» **Written instruction**: Quote the records below word for word, leaving the pictures out of your answer.

Object position labeling records:
======

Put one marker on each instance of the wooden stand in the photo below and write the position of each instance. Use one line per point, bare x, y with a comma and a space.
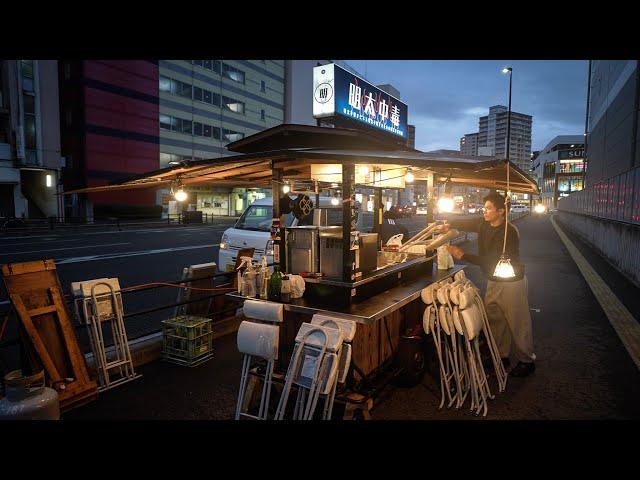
36, 294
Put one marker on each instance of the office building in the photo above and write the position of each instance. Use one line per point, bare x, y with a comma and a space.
30, 157
109, 132
469, 144
207, 104
613, 119
493, 135
559, 168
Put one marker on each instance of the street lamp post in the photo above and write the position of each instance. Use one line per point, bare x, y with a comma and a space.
508, 70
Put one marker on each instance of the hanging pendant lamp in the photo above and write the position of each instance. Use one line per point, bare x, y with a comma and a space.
504, 269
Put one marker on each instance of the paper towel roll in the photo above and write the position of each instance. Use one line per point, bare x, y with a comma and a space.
317, 337
444, 319
442, 293
466, 298
457, 320
348, 327
427, 294
428, 319
344, 363
472, 321
260, 310
460, 275
258, 339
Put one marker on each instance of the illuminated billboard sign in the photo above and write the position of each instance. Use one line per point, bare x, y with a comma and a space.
337, 92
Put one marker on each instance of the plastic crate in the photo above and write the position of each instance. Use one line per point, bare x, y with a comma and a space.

======

» **Finished answer**:
Put one marker on each instance of the wooden stand in the photo below and write the position of each instance. Use one line per point, bare x, y with a comma and a space.
36, 294
Put one marker on each instance of the office building in the photo above and write the position of each instance. Use one line per point, bare x, y with a comma and a space.
30, 157
109, 132
469, 144
207, 104
613, 119
493, 135
559, 168
Put one marker on each instance of the street lamp post in the photo above and write the position of each instance. Use one line per point, bare x, y with a comma and a space.
508, 70
Put one marker on each instance of the hanging pendant lamp in the photo above and write the position of each instance. Use one line per point, bare x, y with a comma and a space.
504, 269
Put one marker on each instance of the paper towel roll in the photo above and write the position of each instance. Use one line per point, bare x, y with a comma and a space.
317, 337
444, 319
442, 293
466, 298
457, 320
348, 327
427, 294
428, 319
344, 363
472, 321
260, 310
460, 275
258, 339
Put one marker on each instance of the illuminated billboard sign in the photo above and write the position of each instance. Use one line per point, bare x, y with a comma and a space.
337, 92
Put one marker on each instance of the plastic crate in the photo above and write the position of each instance. Use one line per point, bare x, y with a comma and a space.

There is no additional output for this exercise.